Requirement ▸
Count the lines below that contain "cloud", and reply with that number alone.

--- start ---

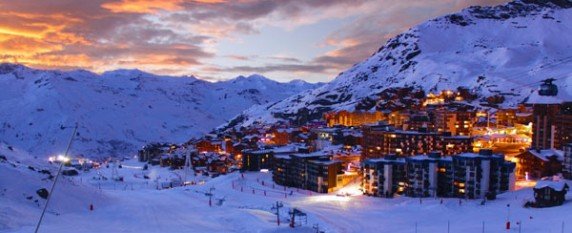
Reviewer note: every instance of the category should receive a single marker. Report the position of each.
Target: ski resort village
(461, 123)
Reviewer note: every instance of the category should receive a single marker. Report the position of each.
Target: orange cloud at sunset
(149, 6)
(216, 38)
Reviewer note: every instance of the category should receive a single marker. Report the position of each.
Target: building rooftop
(557, 185)
(545, 154)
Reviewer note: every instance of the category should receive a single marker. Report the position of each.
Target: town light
(59, 158)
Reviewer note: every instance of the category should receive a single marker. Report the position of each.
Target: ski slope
(136, 205)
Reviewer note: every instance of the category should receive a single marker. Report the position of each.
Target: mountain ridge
(499, 53)
(119, 111)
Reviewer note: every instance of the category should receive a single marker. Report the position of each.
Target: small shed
(550, 192)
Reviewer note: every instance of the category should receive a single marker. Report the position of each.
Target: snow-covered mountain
(119, 111)
(498, 53)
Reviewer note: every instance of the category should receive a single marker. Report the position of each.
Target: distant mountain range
(120, 111)
(499, 54)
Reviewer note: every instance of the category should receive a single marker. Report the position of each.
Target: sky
(312, 40)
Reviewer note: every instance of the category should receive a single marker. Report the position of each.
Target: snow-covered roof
(556, 185)
(545, 154)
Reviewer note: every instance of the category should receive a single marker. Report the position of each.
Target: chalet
(567, 163)
(255, 160)
(429, 175)
(383, 139)
(550, 192)
(315, 171)
(384, 177)
(539, 163)
(481, 175)
(466, 175)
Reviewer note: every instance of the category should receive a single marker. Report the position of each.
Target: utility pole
(210, 195)
(277, 207)
(187, 166)
(50, 194)
(317, 227)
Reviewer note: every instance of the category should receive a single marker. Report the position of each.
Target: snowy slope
(500, 52)
(119, 111)
(21, 175)
(186, 209)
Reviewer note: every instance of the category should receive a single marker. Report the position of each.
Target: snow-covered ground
(136, 205)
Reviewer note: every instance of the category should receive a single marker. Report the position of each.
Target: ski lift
(547, 88)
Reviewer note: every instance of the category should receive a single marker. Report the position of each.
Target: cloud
(181, 36)
(361, 37)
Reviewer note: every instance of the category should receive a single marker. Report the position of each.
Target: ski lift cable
(50, 194)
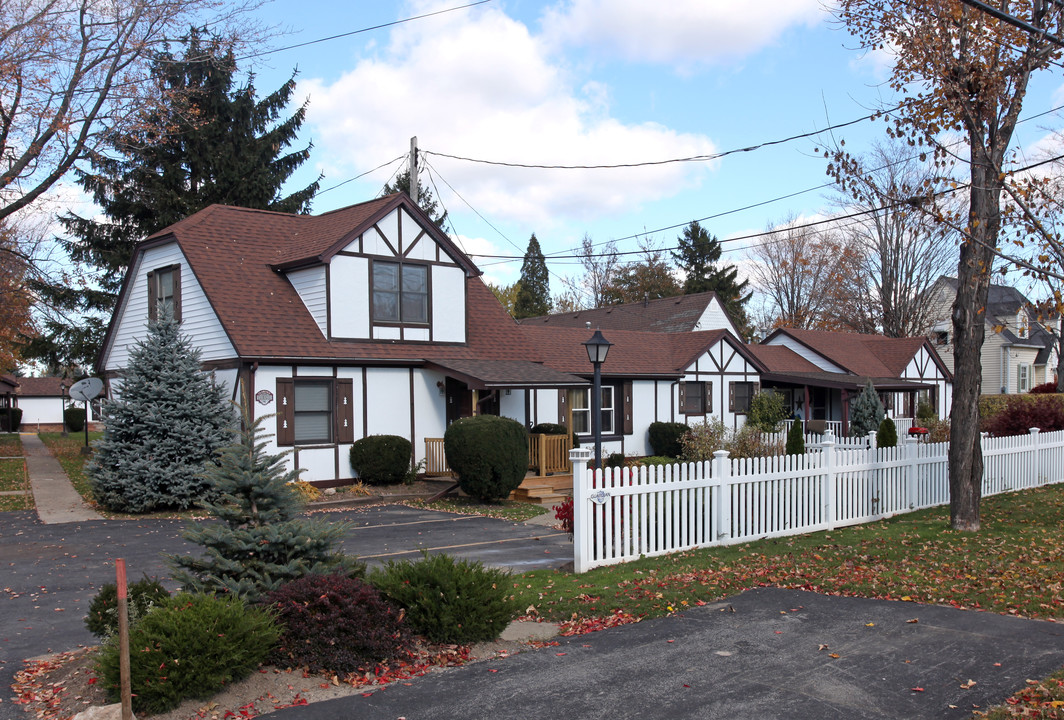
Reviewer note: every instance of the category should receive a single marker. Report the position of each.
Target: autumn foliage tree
(959, 70)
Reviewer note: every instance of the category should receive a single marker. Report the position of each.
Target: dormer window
(400, 294)
(164, 292)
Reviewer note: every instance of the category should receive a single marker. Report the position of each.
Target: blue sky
(587, 82)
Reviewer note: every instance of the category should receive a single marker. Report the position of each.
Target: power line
(364, 30)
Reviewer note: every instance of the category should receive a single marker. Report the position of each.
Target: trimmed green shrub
(796, 439)
(1024, 412)
(450, 600)
(381, 459)
(75, 418)
(866, 412)
(142, 596)
(666, 438)
(489, 454)
(886, 436)
(15, 415)
(549, 429)
(335, 623)
(190, 647)
(767, 411)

--- end ---

Exercise solution ▸
2